— start Provided data —

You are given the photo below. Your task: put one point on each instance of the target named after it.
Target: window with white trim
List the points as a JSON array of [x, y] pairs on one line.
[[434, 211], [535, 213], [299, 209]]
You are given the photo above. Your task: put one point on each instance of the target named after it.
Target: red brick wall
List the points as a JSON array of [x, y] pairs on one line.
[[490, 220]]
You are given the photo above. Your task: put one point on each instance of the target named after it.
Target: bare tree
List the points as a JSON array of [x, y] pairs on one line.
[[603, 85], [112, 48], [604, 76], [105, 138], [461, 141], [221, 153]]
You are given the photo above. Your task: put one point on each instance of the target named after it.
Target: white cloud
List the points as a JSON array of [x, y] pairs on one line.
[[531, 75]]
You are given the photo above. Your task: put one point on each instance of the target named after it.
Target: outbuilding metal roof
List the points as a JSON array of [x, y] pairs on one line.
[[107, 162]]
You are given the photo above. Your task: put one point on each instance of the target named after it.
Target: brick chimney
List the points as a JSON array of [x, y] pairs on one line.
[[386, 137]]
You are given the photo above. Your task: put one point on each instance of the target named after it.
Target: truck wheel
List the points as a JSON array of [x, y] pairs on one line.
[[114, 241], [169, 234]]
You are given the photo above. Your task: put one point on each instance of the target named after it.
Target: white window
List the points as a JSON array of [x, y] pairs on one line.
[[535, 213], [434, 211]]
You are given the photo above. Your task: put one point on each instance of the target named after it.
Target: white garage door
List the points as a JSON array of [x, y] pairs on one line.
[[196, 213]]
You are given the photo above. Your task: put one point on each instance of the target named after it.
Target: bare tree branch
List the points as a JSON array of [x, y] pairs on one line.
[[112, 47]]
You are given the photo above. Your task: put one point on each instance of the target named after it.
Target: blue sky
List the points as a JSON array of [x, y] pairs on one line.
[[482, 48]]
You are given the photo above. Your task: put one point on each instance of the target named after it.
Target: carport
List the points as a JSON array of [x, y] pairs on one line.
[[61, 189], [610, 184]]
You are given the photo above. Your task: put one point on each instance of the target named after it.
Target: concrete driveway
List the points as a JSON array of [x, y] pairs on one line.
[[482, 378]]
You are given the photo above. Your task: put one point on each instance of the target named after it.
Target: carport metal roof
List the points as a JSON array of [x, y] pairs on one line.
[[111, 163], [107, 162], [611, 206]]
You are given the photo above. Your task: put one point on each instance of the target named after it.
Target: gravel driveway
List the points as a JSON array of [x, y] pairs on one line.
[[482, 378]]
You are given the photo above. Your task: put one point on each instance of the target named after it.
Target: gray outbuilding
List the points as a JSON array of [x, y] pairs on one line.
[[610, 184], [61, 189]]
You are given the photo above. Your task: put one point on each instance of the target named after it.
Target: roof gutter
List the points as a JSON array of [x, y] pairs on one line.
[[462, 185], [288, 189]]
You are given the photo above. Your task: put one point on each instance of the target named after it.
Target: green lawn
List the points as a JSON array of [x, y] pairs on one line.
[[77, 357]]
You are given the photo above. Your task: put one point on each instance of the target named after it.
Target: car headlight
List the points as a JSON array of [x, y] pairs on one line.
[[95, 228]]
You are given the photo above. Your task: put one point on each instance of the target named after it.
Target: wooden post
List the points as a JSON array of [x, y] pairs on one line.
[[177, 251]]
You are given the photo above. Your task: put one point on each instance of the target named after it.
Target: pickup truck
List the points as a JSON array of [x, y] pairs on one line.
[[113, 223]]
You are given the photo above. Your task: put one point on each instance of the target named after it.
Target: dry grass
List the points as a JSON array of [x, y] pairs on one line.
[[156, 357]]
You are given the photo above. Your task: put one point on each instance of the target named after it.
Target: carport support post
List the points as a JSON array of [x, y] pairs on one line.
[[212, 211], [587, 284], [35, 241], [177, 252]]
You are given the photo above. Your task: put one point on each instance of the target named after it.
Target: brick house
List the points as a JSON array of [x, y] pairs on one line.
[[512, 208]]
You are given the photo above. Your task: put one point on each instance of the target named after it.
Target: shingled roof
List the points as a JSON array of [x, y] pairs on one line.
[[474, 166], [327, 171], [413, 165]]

— end Provided data —

### Aim
Collect every line above that contains the word "brick" and copy each one in full.

### Output below
Target: red brick wall
Target: brick chimney
Target: brick house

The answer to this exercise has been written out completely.